Starting at the line with "tree, each point like" in it, reproduce each line below through the last one, exactly, and include nothing else.
══════
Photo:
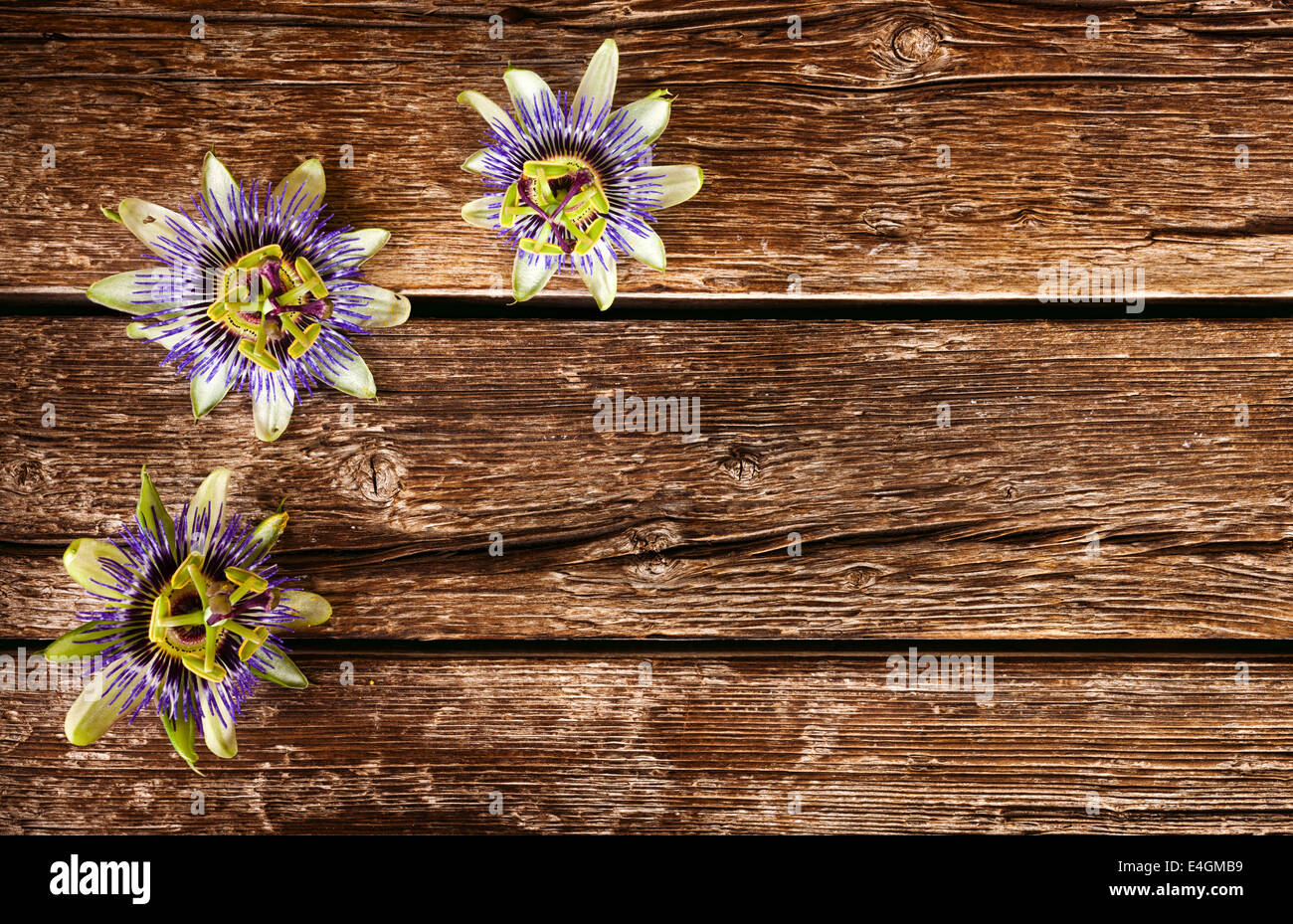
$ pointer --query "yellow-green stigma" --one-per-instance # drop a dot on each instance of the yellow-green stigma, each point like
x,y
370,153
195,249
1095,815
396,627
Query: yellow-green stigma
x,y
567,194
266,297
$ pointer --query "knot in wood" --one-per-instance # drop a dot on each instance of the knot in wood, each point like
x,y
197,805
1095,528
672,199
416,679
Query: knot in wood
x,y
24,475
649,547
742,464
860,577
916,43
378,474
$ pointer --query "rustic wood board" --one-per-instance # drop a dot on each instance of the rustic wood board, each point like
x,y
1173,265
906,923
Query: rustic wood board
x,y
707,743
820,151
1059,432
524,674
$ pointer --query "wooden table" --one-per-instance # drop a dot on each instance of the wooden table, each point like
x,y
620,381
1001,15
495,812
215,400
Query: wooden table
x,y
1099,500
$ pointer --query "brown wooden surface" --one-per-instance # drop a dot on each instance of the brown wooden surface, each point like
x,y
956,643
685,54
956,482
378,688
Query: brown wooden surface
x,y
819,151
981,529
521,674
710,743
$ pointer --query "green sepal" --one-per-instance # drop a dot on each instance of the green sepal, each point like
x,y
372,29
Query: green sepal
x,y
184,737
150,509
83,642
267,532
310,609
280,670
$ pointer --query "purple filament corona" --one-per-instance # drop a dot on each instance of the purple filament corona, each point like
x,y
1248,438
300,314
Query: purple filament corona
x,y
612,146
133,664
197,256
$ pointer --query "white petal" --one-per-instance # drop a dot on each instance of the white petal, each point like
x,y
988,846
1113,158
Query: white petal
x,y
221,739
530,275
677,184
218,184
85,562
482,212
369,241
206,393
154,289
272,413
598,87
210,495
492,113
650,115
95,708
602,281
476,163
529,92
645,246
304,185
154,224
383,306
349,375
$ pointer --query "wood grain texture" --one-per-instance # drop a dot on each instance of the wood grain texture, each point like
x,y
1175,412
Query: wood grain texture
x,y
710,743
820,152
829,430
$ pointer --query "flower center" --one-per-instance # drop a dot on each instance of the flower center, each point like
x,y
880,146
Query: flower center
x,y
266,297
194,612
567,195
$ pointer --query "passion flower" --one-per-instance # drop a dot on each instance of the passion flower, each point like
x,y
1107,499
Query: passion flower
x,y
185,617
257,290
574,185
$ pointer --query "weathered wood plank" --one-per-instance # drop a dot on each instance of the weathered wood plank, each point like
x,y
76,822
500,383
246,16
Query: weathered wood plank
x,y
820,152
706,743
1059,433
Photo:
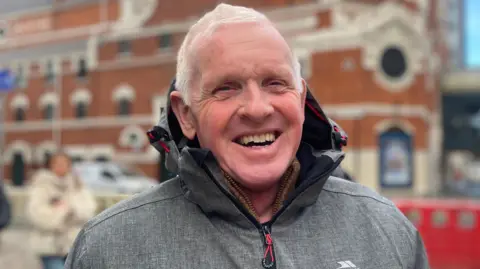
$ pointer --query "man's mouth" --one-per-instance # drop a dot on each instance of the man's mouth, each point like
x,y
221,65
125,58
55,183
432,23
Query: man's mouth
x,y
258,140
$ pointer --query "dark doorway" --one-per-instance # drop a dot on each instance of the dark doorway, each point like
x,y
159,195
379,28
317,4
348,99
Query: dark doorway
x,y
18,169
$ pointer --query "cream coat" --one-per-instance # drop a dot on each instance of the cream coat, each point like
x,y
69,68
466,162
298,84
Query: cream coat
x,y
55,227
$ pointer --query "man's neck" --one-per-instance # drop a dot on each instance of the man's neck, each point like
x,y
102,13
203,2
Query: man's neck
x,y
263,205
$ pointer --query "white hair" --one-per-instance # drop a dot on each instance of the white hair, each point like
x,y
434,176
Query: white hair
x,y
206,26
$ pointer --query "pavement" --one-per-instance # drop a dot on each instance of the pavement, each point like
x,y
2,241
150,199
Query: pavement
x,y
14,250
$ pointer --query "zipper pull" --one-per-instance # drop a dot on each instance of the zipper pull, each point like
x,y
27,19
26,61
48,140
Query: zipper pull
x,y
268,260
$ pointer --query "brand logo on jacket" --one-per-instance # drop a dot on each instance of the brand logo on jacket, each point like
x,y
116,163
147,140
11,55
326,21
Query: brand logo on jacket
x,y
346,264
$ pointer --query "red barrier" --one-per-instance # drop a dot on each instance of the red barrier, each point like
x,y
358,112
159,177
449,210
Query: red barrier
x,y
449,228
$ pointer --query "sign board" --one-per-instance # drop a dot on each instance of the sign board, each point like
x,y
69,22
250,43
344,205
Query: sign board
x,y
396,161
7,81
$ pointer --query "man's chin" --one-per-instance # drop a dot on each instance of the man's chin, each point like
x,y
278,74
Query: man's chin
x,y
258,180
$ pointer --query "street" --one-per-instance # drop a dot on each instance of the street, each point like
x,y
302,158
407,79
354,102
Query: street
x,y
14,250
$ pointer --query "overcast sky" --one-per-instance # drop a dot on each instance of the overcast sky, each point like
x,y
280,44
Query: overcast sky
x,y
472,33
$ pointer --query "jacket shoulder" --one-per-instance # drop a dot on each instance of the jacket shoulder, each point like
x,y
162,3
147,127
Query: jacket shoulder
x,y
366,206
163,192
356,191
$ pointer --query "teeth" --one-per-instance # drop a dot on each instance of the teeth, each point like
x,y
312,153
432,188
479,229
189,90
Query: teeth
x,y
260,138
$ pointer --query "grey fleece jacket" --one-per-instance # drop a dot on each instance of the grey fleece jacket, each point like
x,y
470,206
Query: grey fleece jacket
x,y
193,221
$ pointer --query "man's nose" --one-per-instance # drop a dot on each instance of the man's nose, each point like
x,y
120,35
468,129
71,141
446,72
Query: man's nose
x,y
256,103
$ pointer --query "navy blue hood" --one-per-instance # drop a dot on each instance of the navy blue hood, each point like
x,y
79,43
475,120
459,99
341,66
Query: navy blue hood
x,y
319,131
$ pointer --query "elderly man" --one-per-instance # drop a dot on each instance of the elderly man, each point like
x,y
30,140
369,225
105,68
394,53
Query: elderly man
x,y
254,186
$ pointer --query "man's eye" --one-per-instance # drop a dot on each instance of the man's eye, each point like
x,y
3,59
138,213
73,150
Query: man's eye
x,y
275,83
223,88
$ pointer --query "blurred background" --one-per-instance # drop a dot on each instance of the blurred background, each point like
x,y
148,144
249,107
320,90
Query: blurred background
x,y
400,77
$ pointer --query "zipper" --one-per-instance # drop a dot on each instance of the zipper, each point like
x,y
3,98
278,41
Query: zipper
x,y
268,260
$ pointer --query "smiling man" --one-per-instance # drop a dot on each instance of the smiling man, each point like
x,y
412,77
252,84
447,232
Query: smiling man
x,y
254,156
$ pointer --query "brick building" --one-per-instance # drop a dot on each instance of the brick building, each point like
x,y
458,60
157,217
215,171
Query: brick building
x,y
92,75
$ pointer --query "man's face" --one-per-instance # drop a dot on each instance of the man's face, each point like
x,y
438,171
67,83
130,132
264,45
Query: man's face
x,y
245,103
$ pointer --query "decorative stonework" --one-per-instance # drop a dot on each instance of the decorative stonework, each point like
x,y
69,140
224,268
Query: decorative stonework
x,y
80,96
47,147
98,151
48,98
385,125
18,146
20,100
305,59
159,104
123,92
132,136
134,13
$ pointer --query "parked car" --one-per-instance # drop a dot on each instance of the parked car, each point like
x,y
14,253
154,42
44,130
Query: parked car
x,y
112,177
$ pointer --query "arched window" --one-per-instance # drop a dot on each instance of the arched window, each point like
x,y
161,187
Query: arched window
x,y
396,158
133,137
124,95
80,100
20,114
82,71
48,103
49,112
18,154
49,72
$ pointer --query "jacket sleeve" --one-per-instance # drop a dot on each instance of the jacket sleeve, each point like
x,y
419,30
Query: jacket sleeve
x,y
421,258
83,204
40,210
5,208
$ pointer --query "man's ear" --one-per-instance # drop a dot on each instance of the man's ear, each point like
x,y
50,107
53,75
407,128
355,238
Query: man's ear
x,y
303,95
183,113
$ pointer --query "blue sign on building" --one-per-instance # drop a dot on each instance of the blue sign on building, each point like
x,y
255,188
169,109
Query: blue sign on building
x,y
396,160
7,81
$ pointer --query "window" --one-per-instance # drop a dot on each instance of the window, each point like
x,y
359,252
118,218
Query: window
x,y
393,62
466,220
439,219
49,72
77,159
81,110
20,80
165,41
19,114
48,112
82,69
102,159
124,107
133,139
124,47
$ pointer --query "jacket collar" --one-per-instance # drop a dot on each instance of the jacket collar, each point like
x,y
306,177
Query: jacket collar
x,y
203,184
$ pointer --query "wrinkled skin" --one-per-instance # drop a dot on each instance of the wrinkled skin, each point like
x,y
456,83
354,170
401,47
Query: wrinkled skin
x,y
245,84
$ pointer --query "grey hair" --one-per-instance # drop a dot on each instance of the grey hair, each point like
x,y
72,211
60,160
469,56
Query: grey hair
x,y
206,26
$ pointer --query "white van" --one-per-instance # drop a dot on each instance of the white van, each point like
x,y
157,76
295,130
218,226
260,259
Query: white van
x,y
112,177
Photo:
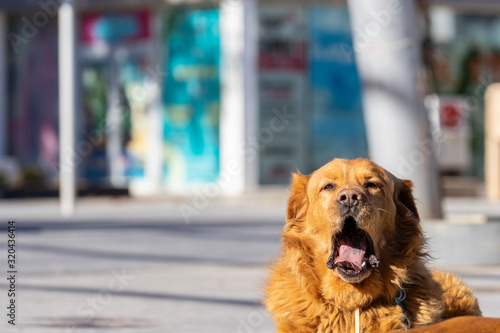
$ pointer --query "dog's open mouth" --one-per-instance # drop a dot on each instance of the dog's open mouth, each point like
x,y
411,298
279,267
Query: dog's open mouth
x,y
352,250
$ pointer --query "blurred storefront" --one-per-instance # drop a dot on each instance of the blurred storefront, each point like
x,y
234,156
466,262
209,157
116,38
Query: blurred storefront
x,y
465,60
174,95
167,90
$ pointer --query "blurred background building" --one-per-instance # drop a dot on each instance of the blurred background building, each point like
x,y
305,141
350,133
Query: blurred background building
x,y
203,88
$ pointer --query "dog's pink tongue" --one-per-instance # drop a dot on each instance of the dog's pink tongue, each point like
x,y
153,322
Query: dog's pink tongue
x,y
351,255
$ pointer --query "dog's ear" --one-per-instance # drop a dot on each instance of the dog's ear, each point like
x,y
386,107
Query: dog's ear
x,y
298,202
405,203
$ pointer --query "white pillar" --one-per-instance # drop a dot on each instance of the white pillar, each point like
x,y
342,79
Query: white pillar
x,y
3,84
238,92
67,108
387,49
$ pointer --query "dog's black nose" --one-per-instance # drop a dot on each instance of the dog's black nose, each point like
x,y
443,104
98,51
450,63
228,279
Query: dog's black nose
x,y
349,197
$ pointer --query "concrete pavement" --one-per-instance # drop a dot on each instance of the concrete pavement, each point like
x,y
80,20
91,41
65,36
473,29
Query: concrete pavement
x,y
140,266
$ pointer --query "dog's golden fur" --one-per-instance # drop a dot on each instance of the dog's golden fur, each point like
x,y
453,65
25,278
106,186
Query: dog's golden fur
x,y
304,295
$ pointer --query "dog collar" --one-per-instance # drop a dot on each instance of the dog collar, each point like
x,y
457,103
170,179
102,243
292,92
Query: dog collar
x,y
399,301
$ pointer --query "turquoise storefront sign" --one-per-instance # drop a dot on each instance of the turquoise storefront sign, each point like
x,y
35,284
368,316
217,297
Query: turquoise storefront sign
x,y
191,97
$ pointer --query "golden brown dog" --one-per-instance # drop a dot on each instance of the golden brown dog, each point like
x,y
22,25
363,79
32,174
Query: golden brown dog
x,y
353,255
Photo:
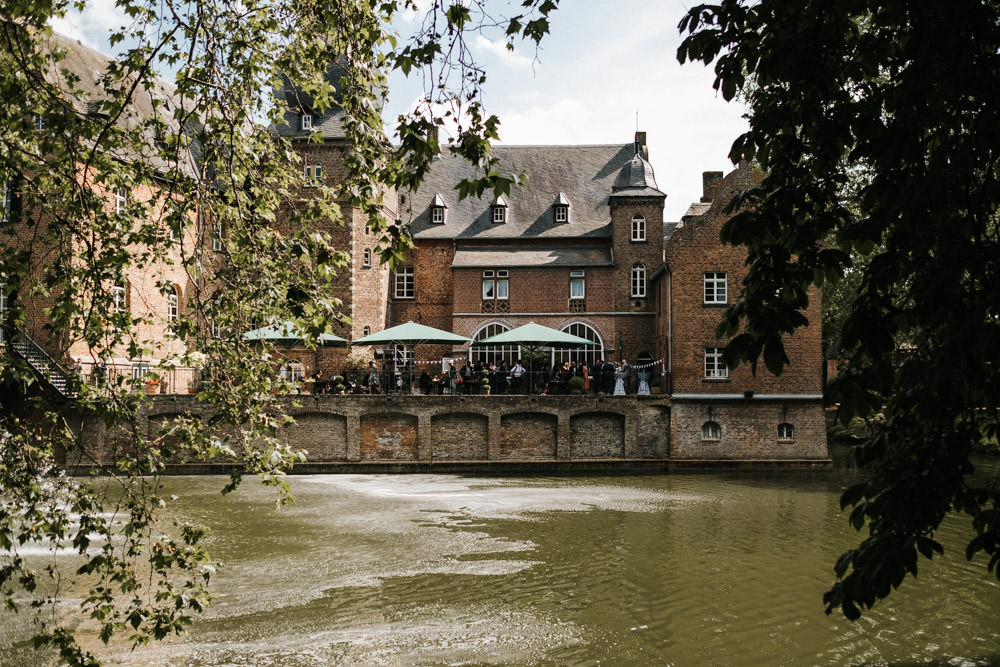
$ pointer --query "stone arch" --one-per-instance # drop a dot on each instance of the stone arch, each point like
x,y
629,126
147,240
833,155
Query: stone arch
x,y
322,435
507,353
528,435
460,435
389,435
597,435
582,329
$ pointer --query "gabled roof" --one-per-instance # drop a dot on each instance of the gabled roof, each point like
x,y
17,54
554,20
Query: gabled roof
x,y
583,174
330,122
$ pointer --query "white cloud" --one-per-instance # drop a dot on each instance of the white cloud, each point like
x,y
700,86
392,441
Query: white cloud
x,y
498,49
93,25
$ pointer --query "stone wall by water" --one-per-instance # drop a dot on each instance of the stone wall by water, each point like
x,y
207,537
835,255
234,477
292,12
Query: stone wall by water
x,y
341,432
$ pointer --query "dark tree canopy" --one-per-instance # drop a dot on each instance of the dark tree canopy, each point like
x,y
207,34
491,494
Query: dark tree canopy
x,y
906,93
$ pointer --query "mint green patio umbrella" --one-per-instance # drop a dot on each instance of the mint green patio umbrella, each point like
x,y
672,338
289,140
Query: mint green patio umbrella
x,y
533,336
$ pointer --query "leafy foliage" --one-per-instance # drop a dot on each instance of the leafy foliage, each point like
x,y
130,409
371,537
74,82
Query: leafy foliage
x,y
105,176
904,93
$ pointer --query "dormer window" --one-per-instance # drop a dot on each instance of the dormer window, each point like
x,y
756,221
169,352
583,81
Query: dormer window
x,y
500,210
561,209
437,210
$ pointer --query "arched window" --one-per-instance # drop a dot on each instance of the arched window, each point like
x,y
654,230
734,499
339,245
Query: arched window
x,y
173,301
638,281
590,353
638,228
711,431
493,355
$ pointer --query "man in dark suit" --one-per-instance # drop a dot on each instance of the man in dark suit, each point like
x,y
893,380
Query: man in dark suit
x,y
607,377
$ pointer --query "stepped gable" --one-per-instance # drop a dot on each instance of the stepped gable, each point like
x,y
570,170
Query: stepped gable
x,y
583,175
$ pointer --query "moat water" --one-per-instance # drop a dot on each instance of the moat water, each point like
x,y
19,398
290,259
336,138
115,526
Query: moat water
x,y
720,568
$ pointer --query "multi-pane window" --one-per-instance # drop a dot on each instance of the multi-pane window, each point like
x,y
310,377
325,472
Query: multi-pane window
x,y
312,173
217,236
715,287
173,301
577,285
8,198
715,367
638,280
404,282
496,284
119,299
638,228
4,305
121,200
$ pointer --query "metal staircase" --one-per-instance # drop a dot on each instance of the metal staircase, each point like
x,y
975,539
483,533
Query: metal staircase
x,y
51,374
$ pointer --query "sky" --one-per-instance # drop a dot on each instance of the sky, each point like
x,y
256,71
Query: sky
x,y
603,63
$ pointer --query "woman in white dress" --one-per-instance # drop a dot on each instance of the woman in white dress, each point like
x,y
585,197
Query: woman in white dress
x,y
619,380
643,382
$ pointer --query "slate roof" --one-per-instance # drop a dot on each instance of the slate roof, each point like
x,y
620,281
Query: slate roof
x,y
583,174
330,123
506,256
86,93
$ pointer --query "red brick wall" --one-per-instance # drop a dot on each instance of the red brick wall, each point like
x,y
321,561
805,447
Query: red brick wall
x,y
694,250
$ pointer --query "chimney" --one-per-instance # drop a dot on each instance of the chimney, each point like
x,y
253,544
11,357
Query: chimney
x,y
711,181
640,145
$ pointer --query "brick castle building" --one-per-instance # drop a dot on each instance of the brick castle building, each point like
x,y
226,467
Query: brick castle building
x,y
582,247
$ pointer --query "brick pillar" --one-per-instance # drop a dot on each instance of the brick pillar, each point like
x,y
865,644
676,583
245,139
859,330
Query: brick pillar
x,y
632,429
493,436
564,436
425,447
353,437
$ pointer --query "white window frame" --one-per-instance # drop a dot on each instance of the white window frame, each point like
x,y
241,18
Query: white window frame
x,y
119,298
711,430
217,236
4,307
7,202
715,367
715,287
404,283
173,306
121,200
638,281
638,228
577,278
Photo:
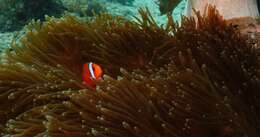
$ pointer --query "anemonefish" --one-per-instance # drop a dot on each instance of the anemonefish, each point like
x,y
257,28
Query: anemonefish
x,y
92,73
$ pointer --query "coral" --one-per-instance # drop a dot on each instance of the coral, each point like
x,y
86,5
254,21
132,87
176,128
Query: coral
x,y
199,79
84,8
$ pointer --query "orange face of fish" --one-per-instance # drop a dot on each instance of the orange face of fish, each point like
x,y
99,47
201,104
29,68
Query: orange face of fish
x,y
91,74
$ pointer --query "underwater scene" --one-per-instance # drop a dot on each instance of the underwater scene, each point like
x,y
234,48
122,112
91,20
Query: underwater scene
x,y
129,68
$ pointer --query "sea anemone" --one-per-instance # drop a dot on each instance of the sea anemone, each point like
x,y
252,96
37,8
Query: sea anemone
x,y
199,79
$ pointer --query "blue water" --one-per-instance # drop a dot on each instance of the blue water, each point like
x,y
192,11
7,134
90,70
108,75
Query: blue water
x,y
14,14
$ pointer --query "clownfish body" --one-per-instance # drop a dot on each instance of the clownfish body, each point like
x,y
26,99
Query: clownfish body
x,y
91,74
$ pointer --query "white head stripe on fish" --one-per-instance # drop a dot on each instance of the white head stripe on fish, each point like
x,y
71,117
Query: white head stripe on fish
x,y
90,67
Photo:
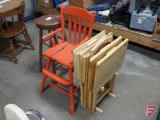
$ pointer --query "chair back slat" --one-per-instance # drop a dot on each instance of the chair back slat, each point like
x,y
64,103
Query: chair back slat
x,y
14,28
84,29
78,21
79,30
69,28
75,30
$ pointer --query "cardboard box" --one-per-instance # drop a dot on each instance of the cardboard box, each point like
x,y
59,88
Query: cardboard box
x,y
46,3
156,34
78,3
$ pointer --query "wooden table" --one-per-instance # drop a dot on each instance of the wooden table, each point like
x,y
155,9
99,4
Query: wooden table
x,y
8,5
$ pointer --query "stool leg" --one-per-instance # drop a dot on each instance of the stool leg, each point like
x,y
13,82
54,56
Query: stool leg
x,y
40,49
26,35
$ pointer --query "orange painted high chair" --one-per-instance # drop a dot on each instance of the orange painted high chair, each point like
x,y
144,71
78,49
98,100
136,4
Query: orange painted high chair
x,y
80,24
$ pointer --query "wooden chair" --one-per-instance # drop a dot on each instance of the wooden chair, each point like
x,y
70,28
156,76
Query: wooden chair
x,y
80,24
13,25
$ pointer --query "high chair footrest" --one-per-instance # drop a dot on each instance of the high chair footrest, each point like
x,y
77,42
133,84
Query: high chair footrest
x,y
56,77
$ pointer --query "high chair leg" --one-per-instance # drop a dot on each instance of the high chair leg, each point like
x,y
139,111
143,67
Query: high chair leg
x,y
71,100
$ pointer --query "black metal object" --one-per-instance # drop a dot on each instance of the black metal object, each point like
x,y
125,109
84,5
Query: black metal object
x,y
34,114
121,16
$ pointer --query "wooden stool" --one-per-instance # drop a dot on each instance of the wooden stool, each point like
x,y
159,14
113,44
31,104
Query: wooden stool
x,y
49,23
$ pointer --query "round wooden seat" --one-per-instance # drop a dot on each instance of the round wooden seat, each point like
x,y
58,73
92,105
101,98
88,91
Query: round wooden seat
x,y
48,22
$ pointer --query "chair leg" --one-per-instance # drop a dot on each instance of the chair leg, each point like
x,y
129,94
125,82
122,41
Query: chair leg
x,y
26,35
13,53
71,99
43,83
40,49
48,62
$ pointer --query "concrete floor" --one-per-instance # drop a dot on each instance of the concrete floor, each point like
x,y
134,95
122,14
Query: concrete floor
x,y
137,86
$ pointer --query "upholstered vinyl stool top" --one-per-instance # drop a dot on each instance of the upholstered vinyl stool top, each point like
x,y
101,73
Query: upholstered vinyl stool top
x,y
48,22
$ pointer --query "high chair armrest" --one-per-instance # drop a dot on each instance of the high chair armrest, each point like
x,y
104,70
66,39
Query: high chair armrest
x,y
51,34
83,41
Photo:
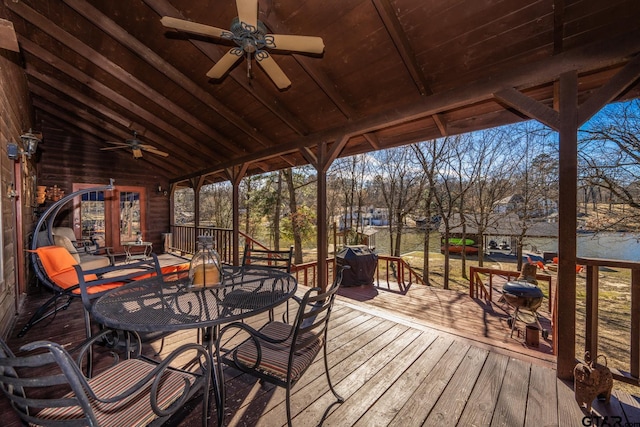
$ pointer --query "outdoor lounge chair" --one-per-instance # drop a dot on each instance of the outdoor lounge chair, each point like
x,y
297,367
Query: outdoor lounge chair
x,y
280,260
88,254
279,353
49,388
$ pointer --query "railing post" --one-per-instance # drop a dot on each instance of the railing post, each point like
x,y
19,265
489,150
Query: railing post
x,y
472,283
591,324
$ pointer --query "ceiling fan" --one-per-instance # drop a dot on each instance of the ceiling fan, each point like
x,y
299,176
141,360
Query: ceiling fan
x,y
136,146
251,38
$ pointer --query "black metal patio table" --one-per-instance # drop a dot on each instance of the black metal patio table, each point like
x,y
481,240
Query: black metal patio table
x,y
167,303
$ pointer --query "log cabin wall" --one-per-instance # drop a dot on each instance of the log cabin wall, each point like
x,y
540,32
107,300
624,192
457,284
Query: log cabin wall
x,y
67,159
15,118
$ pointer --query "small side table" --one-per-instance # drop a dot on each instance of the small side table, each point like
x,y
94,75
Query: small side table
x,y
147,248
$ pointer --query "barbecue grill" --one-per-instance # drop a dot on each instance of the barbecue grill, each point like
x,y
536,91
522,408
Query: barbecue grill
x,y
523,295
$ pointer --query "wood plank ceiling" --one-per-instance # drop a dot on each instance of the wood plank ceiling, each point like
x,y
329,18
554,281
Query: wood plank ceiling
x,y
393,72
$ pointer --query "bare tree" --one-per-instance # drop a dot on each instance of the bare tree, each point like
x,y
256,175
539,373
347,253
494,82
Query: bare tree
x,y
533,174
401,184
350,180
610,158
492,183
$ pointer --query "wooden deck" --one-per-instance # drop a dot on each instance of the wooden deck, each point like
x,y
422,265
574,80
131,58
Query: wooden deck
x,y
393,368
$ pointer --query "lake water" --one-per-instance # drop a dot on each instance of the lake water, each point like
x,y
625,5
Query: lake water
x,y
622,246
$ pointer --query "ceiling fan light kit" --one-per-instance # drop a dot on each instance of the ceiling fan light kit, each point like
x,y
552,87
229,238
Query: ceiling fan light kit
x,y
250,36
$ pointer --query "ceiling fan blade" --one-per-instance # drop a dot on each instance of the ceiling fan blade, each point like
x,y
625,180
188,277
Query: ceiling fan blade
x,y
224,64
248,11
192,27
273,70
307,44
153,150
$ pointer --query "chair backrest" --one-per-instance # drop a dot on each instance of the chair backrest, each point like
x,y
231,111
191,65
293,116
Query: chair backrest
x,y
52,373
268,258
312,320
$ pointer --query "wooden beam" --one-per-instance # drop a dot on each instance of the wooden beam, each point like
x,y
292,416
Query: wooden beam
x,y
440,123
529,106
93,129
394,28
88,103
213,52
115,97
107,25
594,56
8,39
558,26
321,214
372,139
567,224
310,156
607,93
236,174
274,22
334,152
══════
_Output for this task:_
$ pointer --query "bare tree" --one-per-instance # drop a dot on each instance of the bare tree, each point like
x,y
256,175
539,373
347,253
494,82
Query: bare tree
x,y
533,174
401,184
350,180
610,158
492,183
$ pointer --query "wooden deck" --one-per-instance # drop a dot on each instance of the wooden deck, each point like
x,y
422,265
574,80
131,58
Query: wooden deck
x,y
393,368
$ pointer --query "lake water" --one-per-instance # drop a dot on each instance of the lake water, each point like
x,y
625,5
Query: lake water
x,y
622,246
$ pointer --query "ceiling fan light kit" --one-per-instance # drop a dot on each instance of the ceiling fan light kit, each point like
x,y
552,87
229,238
Query: ceiling fan light kit
x,y
250,36
$ pointer --query "ceiling fan blade" --one-per-instance # drop a dot on each instance of the ceiling fan blade, each point like
x,y
625,180
188,277
Query: ceiling fan blade
x,y
224,64
248,11
192,27
273,70
307,44
153,150
$ pointer --query "chair backrest" --one-per-instance # drop a dot on each instance of the chair backrest, each point like
x,y
231,111
191,65
293,116
Query: chair backrest
x,y
52,373
268,258
312,320
$ pointer --query "wooden beam" --one-per-instance # drop a dot on each instance of the wooden beam, each point like
x,y
292,416
Query: wooden beam
x,y
440,123
529,106
93,129
394,28
88,103
213,52
115,97
107,25
594,56
8,39
558,26
321,214
372,139
567,224
310,156
607,93
236,174
274,22
334,152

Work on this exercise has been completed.